#### [COMPITO DA SVOLGERE]
Estrai dalle righe riportate sotto tutte quelle che contengono la stringa "squirrel" e copiale senza modifiche.

#### [Dati raccolti]
····················

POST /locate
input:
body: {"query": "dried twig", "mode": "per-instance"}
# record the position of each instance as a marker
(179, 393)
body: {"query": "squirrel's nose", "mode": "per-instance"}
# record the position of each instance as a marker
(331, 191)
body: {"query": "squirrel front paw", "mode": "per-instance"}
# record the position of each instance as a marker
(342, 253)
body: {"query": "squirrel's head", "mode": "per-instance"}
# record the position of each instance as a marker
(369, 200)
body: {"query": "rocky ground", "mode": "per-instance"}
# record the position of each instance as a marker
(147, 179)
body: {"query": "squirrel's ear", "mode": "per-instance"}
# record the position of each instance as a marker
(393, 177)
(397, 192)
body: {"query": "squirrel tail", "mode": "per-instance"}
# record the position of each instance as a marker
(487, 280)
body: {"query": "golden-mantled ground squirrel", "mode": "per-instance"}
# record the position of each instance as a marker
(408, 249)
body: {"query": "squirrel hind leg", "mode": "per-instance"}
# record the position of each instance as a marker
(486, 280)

····················

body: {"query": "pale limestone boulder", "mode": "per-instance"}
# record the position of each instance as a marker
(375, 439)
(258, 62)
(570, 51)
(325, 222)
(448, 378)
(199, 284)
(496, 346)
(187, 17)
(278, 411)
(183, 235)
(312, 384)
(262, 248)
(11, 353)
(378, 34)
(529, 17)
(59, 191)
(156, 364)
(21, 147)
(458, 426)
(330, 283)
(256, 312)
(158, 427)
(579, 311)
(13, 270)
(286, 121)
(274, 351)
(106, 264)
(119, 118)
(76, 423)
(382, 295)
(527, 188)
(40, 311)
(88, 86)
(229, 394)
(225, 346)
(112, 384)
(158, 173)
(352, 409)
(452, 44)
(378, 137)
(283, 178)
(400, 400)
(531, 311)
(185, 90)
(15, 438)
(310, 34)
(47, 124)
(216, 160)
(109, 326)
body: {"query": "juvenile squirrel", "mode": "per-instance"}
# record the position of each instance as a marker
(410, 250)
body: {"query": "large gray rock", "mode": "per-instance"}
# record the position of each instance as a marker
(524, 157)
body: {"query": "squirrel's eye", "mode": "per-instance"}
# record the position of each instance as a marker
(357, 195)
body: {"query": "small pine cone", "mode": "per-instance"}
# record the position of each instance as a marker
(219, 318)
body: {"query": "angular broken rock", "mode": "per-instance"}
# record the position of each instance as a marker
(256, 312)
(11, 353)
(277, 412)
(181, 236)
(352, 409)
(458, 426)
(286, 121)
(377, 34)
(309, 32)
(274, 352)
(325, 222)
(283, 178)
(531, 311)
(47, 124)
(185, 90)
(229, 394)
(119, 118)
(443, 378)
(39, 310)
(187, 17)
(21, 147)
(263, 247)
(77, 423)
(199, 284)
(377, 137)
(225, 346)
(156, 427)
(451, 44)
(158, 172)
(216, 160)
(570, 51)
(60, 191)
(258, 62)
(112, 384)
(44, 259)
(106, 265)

····················

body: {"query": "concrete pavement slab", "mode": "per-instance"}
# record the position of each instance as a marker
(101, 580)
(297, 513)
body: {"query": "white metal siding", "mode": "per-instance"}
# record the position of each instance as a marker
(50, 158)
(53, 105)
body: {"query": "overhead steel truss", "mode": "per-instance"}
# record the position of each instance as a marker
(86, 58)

····················

#### [RISPOSTA AL COMPITO]
body: {"query": "squirrel's nose", "mode": "per-instance"}
body: {"query": "squirrel front paw", "mode": "per-instance"}
body: {"query": "squirrel's head", "mode": "per-instance"}
body: {"query": "squirrel's ear", "mode": "per-instance"}
body: {"query": "squirrel tail", "mode": "per-instance"}
body: {"query": "golden-mantled ground squirrel", "mode": "per-instance"}
body: {"query": "squirrel hind leg", "mode": "per-instance"}
body: {"query": "juvenile squirrel", "mode": "per-instance"}
body: {"query": "squirrel's eye", "mode": "per-instance"}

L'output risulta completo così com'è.